**RECORDS PROVIDED**

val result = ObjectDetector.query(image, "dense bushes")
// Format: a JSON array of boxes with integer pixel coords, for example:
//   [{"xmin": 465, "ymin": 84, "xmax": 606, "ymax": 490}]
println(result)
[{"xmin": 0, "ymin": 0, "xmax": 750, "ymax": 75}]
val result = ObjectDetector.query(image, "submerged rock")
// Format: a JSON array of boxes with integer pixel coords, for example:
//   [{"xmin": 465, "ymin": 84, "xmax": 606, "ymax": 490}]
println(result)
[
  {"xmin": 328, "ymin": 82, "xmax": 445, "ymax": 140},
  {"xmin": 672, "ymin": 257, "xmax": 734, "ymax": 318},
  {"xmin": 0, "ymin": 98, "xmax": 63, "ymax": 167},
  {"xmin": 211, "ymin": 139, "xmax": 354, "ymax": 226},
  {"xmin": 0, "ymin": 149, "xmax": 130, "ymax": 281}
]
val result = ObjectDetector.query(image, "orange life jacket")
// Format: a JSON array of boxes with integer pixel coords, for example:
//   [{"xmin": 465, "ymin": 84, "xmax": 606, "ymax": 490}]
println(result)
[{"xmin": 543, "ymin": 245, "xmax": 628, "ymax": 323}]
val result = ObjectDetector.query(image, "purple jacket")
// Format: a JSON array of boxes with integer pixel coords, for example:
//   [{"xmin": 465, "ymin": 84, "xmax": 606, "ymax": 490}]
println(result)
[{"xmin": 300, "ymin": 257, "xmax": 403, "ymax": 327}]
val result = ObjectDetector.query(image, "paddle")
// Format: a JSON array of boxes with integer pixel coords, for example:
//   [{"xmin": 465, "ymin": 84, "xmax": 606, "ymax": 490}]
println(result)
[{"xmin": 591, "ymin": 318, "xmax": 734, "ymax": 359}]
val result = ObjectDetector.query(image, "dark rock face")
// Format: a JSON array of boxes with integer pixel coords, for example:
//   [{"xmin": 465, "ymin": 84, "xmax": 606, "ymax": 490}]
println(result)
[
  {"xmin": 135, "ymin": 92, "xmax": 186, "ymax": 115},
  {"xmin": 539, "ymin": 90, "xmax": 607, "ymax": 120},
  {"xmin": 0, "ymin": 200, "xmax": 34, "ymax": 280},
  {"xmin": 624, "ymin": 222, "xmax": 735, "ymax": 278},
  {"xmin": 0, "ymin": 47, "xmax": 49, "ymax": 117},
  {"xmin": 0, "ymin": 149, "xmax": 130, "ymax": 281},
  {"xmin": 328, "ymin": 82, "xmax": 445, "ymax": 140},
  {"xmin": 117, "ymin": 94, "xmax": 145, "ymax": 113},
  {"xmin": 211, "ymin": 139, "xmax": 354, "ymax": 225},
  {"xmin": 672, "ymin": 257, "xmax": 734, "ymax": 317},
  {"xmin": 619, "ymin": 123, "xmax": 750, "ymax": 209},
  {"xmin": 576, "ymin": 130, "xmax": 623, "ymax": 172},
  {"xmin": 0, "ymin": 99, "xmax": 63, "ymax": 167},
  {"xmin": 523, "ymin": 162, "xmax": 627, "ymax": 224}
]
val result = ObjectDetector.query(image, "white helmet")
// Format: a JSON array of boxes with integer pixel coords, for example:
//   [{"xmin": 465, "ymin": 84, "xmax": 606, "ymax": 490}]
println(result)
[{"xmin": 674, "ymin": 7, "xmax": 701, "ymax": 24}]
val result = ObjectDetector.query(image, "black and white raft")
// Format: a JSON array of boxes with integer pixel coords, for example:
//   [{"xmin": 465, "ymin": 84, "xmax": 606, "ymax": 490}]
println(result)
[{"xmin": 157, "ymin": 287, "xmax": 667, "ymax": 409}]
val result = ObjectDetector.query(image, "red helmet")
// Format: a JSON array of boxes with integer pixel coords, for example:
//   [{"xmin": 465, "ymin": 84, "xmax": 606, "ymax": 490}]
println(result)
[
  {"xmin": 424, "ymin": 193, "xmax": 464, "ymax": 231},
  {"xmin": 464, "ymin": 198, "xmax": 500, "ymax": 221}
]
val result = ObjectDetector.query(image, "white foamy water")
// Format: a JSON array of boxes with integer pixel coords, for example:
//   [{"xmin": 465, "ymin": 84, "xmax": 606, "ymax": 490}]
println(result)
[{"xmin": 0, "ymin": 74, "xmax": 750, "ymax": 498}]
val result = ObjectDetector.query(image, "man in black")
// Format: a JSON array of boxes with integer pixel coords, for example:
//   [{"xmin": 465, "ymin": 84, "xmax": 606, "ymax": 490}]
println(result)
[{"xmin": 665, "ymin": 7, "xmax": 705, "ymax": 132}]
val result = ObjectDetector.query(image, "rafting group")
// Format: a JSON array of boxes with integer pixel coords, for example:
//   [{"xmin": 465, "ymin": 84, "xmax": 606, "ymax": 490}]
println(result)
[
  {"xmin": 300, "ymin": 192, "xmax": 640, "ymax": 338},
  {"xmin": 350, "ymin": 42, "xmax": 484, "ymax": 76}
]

**TO DO**
Return every line of the listing above that contains the string "white", matching case.

**TASK SOLUTION**
val result = ObjectDetector.query(image, "white helmet")
val result = ObjectDetector.query(image, "black and white raft")
val result = ObjectDetector.query(image, "white foamy water")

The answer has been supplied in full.